#### What you need to do
Reproduce all of the entries below line for line, leaving out the pictures.

Lines of data:
◇ ◇ ◇ ◇ ◇
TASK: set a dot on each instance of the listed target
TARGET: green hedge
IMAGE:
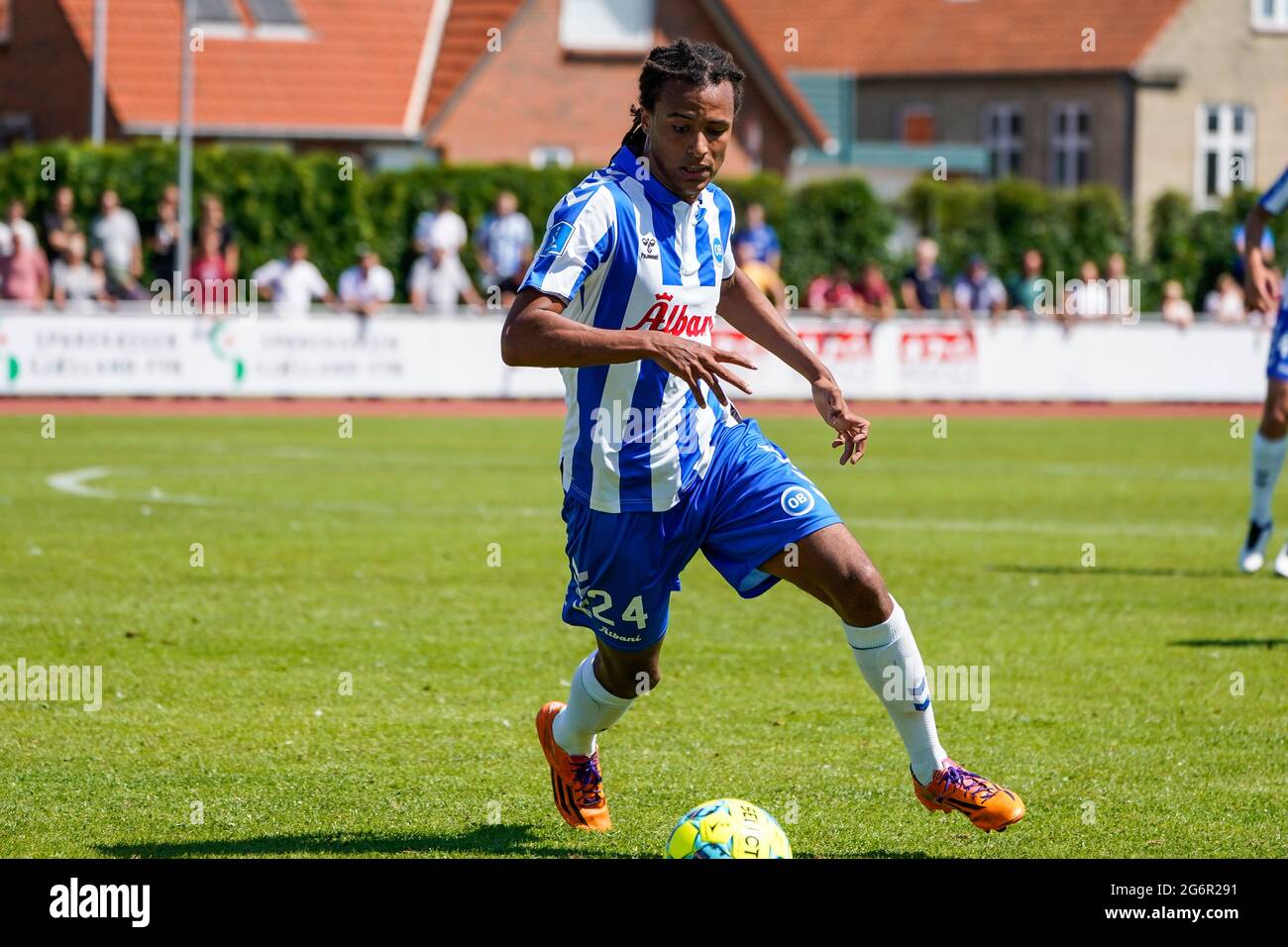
(273, 196)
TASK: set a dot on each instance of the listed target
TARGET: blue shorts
(1276, 368)
(748, 506)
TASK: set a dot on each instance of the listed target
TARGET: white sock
(892, 665)
(590, 710)
(1267, 460)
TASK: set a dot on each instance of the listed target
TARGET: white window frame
(1069, 144)
(1276, 22)
(575, 38)
(1004, 145)
(1225, 142)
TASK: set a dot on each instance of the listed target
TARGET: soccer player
(1265, 291)
(658, 464)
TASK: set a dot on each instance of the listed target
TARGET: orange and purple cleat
(983, 801)
(578, 783)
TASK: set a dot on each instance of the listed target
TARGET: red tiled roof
(465, 39)
(926, 38)
(356, 72)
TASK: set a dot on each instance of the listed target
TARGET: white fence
(459, 357)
◇ ◇ ◇ ◇ ◇
#### Finished exercise
TASK: set a dot on each instance of the listed target
TARGET: green hedge
IMAGE:
(273, 196)
TASK: set a dot on each instance of the listed target
TARGET: blue shorts
(1276, 368)
(748, 506)
TASK: set a dot on each instance of the listed target
TARGET: white sock
(892, 665)
(590, 710)
(1267, 460)
TASK: set a dot on each instance of the listed target
TARGET: white window frame
(1069, 144)
(1276, 22)
(575, 38)
(1004, 145)
(1225, 142)
TASK: set a dot on each instance of the listed target
TARGET: soccer player
(1265, 291)
(658, 464)
TASK: set a dot on each instance of the listed target
TARGET: orange and purple cleat
(983, 801)
(578, 783)
TASK: set a dot on each instance of the listed target
TARGET: red tiled roof
(465, 39)
(926, 38)
(356, 72)
TASK: set a dot on each instance of the listed target
TARGET: white fence
(459, 357)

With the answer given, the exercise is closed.